WORK TASK => Could you copy out the whole passage below on the climate change report, word for word and without any changes?

DOCUMENT EXTRACT =>
──────

More severe storms, higher temperatures
The report looks at regional and state-level effects of global warming, compared with recent reports from the UN that lumped all of North America together.
"One of the things this report is tries to do is...try to explain to the person on the street that this is happening now and it’s going to get worse," Jacoby said in an interview with CBC's The Lang & O'Leary Exchange.
He points to a range of impacts of global warming that people see everyday, from the change in the growing season, to extreme heat, severe Atlantic storms and drought in some areas. These changes are far more than just variable weather, he said.
"If you look at what’s happening to the Arctic ice at your northern border, you are seeing changes to the ice like you haven’t seen in hundreds of years. We’re seeing change on a scale that’s going beyond variability," Jacoby said.
A draft of the report was released in January 2013, but this version has been reviewed by more scientists, the National Academy of Science and 13 government agencies and had public comment.
It is written in a bit more simple language so people could realize "that there's a new source of risk in their lives," said study lead author Gary Yohe of Wesleyan University in Connecticut.

──────

STORED DATA =>
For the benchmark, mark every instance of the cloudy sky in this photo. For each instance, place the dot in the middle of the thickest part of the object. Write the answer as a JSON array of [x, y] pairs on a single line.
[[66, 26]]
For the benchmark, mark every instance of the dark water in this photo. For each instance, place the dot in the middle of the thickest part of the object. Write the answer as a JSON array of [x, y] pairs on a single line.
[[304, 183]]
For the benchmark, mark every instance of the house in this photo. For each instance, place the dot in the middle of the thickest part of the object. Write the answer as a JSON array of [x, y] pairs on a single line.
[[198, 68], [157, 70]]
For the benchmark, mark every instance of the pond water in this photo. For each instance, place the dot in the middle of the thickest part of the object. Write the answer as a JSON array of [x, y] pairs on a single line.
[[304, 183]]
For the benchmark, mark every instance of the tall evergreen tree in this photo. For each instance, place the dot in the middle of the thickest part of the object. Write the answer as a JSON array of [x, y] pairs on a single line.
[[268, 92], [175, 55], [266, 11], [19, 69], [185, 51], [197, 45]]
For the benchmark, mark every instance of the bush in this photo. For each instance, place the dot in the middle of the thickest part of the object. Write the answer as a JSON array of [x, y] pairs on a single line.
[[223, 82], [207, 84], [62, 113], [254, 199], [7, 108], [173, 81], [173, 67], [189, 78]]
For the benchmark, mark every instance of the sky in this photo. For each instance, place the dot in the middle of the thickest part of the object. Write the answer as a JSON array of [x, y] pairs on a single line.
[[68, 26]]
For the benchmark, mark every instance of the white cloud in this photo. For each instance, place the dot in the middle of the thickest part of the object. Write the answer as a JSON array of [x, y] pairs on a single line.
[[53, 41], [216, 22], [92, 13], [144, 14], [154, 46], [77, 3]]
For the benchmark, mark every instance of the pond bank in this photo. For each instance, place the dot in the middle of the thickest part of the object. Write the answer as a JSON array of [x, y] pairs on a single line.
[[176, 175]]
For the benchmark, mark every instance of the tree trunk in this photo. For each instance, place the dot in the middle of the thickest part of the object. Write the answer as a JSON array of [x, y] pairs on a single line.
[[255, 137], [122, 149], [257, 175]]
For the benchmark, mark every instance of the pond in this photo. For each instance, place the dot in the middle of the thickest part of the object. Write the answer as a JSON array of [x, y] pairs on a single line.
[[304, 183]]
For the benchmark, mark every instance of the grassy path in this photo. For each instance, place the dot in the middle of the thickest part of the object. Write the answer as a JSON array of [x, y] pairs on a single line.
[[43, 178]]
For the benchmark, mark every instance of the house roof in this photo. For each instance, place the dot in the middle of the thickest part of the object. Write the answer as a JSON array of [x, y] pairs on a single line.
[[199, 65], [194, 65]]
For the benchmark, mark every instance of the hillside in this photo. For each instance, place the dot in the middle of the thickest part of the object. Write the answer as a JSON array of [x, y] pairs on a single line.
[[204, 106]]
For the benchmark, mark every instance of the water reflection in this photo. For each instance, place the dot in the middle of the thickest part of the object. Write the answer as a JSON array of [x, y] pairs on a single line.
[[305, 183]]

──────

WRITTEN ANSWER =>
More severe storms, higher temperatures
The report looks at regional and state-level effects of global warming, compared with recent reports from the UN that lumped all of North America together.
"One of the things this report is tries to do is...try to explain to the person on the street that this is happening now and it’s going to get worse," Jacoby said in an interview with CBC's The Lang & O'Leary Exchange.
He points to a range of impacts of global warming that people see everyday, from the change in the growing season, to extreme heat, severe Atlantic storms and drought in some areas. These changes are far more than just variable weather, he said.
"If you look at what’s happening to the Arctic ice at your northern border, you are seeing changes to the ice like you haven’t seen in hundreds of years. We’re seeing change on a scale that’s going beyond variability," Jacoby said.
A draft of the report was released in January 2013, but this version has been reviewed by more scientists, the National Academy of Science and 13 government agencies and had public comment.
It is written in a bit more simple language so people could realize "that there's a new source of risk in their lives," said study lead author Gary Yohe of Wesleyan University in Connecticut.